• _What the task requires_: Copy the passage of the capital budgeting assignment starting with "Investment projects should" and going on through "inserts such bias.", reproducing it word for word.

• _Selection_:
Investment projects should never be selected through purely mechanical processes. Managers should ask questions about the positive net present value (NPV). Good managers realize that the forecasts behind NPV calculations are imperfect. Therefore, they explore the consequences of a poor forecast and check whether it is worth doing more homework. They use several different tools and analysis techniques to answer their “what-if” questions.
In addition, managers should consider the types of bias, both unintentional and intentional, that may enter into the capital budgeting analysis. As part of this assignment, you will examine the potential motivation for unethical behavior by executives that may take place in the capital budgeting process and explain how biasing cash-flow estimates can work to the advantage of the executive who intentionally inserts such bias.
Assume that you are employed by a wood milling company that is evaluating the desirability of adding a new product to their product mix. The product would require the addition of new and different CNC (computer numerical control) milling equipment. Your boss has asked you to analyze a project proposal and recommend whether the project should be accepted or rejected. The most likely project estimates are:
- Unit selling price = $50
- Unit variable cost = $30
- Total fixed costs including depreciation = $300,000
- Expected sales = 30,000 units per year
The projects will last for 10 years and will require an initial investment of $1 million, which will be depreciated straight-line over the project life to a final value of zero. The firm’s tax rate is 35% and the required rate of return is 12%.

• _Record extracts_:
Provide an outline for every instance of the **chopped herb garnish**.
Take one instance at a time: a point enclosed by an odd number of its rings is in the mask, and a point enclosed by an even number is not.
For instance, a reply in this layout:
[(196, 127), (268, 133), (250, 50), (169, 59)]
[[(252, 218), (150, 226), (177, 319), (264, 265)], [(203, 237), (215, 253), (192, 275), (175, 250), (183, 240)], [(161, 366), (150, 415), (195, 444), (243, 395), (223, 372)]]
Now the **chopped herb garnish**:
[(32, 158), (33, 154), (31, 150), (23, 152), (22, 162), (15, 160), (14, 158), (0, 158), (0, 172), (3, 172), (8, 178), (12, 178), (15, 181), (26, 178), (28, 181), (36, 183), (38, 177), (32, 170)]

• _Task solution_:
Investment projects should never be selected through purely mechanical processes. Managers should ask questions about the positive net present value (NPV). Good managers realize that the forecasts behind NPV calculations are imperfect. Therefore, they explore the consequences of a poor forecast and check whether it is worth doing more homework. They use several different tools and analysis techniques to answer their “what-if” questions.
In addition, managers should consider the types of bias, both unintentional and intentional, that may enter into the capital budgeting analysis. As part of this assignment, you will examine the potential motivation for unethical behavior by executives that may take place in the capital budgeting process and explain how biasing cash-flow estimates can work to the advantage of the executive who intentionally inserts such bias.